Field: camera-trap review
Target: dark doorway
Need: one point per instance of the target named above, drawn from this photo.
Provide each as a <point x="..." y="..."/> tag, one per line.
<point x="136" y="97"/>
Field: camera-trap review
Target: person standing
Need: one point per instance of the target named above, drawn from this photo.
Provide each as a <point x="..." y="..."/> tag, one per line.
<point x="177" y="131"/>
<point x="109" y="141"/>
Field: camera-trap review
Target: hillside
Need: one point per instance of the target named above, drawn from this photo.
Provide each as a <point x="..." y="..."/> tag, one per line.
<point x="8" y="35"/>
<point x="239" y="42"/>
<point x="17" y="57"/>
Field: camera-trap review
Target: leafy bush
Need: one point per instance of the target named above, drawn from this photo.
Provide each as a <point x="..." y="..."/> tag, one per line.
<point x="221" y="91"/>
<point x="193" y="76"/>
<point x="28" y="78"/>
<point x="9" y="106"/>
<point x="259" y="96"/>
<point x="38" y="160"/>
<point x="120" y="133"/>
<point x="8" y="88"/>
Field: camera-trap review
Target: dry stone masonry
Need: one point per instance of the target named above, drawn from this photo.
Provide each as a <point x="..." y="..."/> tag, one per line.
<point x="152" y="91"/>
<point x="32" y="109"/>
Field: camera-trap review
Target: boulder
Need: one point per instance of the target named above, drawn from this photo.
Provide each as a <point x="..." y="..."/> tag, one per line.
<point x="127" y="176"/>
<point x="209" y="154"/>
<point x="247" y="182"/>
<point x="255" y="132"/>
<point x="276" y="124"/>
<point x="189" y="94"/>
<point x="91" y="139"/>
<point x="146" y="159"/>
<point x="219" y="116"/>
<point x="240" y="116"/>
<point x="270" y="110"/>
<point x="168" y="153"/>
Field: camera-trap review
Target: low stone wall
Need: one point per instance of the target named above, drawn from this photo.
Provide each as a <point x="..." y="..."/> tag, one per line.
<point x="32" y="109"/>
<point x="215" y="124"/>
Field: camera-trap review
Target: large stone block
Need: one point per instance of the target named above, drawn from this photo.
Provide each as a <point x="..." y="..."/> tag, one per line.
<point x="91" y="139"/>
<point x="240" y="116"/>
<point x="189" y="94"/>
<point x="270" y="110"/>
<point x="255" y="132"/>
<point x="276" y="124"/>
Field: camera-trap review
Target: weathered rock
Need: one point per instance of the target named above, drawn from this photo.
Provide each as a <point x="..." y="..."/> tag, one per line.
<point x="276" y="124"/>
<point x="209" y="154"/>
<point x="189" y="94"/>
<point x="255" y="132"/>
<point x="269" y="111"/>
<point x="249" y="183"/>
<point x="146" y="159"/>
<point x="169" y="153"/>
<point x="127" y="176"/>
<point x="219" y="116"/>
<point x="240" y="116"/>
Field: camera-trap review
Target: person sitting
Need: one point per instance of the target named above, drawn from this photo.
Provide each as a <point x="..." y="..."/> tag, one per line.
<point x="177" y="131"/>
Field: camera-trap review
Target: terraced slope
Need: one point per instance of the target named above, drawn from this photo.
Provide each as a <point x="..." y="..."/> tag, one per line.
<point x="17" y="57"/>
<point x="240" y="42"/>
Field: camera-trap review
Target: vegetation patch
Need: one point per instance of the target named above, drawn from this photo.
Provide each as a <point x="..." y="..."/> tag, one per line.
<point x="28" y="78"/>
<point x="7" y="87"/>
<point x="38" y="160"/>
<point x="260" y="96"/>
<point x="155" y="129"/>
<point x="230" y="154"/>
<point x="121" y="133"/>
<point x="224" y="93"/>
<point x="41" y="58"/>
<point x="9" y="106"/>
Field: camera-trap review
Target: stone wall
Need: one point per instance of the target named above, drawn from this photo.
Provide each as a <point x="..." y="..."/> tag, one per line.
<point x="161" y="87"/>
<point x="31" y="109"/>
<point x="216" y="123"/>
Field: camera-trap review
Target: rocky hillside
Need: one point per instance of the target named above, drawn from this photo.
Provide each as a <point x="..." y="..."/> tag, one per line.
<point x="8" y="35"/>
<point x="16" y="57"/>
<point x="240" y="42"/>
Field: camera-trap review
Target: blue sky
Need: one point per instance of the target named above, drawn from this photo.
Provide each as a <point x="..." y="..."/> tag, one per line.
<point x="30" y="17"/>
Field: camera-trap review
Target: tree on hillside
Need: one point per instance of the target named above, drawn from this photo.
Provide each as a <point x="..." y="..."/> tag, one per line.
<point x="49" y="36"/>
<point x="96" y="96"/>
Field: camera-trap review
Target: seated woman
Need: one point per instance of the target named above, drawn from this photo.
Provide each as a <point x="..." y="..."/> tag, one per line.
----
Restate each of the entries above verbatim.

Field: camera-trap review
Target: dark doorway
Need: one point per instance of the target named above, drawn from this photo.
Provide each as a <point x="..." y="..."/> tag, one per line.
<point x="136" y="97"/>
Field: camera-trap review
Target: person standing
Need: one point per instance of the target named above, drawn from this photo.
Provide each as a <point x="..." y="..."/> tag, one per line.
<point x="177" y="131"/>
<point x="109" y="141"/>
Field: camera-trap review
Target: hillside
Need: one point per instance of the target named above, drawn from this photo.
Provide each as a <point x="..." y="..."/> tag, one per line.
<point x="8" y="35"/>
<point x="239" y="42"/>
<point x="17" y="57"/>
Field: camera-trap review
Target: leafy bush
Need: one point per instance of the target named above, drawn from this photo.
Provide each as a <point x="..." y="..."/> tag, one per line.
<point x="221" y="91"/>
<point x="193" y="76"/>
<point x="28" y="78"/>
<point x="9" y="106"/>
<point x="259" y="96"/>
<point x="38" y="160"/>
<point x="120" y="133"/>
<point x="8" y="88"/>
Field: camera-trap review
Target: dry stone masonry
Need: one point per instance of the target named above, drawn from this photo.
Provide each as a <point x="..." y="..."/> tag, one per line.
<point x="152" y="91"/>
<point x="32" y="109"/>
Field: camera-trap review
Target: boulder
Need: one point per instance of the target named above, drawn from this photo.
Provide each as a <point x="..." y="..."/> tag, one per line.
<point x="127" y="176"/>
<point x="209" y="154"/>
<point x="247" y="182"/>
<point x="255" y="132"/>
<point x="276" y="124"/>
<point x="189" y="94"/>
<point x="91" y="139"/>
<point x="146" y="159"/>
<point x="219" y="116"/>
<point x="240" y="116"/>
<point x="270" y="110"/>
<point x="168" y="153"/>
Field: camera-trap review
Target: low stone wall
Need: one point per instance of the target named above, drawn from this photo.
Provide each as a <point x="..." y="..."/> tag, one per line.
<point x="32" y="109"/>
<point x="215" y="124"/>
Field: camera-trap review
Target: large stone block
Need: one point per instance of the target named above, drawn from this photo.
Provide each as a <point x="..." y="..."/> tag, one per line.
<point x="91" y="139"/>
<point x="240" y="116"/>
<point x="189" y="94"/>
<point x="270" y="110"/>
<point x="255" y="132"/>
<point x="276" y="124"/>
Field: camera-trap review
Target: weathered rock
Need: one point per instance of the target named above, drawn from this photo.
Provide each as a <point x="..." y="..."/> tag, one per line.
<point x="276" y="124"/>
<point x="209" y="154"/>
<point x="189" y="94"/>
<point x="255" y="132"/>
<point x="269" y="111"/>
<point x="249" y="183"/>
<point x="146" y="159"/>
<point x="169" y="153"/>
<point x="127" y="176"/>
<point x="219" y="116"/>
<point x="240" y="116"/>
Field: camera-trap review
Target: person sitting
Need: one point per instance of the target named above, drawn from this photo.
Provide each as a <point x="..." y="..."/> tag, one per line.
<point x="177" y="131"/>
Field: camera-trap review
Target: terraced slope
Need: one point per instance of the target named above, drawn from this photo.
Provide each as a <point x="..." y="..."/> tag, one per line.
<point x="17" y="57"/>
<point x="240" y="42"/>
Field: camera-trap review
Target: vegetation patch
Need: one point per instance of the target named above, drawn from this photo.
Provide each as a <point x="..." y="..."/> tag, one per line.
<point x="28" y="78"/>
<point x="7" y="87"/>
<point x="38" y="160"/>
<point x="260" y="96"/>
<point x="155" y="129"/>
<point x="230" y="154"/>
<point x="121" y="133"/>
<point x="224" y="93"/>
<point x="41" y="58"/>
<point x="9" y="106"/>
Field: camera-trap review
Target: stone wall
Need: one point per instance of the target named above, drawn from this photo.
Provide each as a <point x="..." y="..."/> tag, one per line.
<point x="161" y="87"/>
<point x="31" y="109"/>
<point x="216" y="123"/>
Field: camera-trap review
Target: rocky hillside
Need: one point per instance of the target named above, drawn from this photo.
Provide each as a <point x="..." y="..."/> tag, one per line.
<point x="8" y="35"/>
<point x="16" y="57"/>
<point x="240" y="42"/>
Field: camera-trap review
Target: blue sky
Need: one point per instance of the target named above, drawn from this photo.
Provide each as a <point x="..." y="..."/> tag, one per line.
<point x="30" y="17"/>
Field: camera-trap review
Target: tree on hillside
Need: one point per instance of the target named above, drawn from this photo.
Provide each as a <point x="..." y="..."/> tag, one per line.
<point x="49" y="36"/>
<point x="96" y="96"/>
Field: camera-trap review
Target: seated woman
Need: one point per instance of the target named above, drawn from this photo.
Provide each as a <point x="..." y="..."/> tag, one per line.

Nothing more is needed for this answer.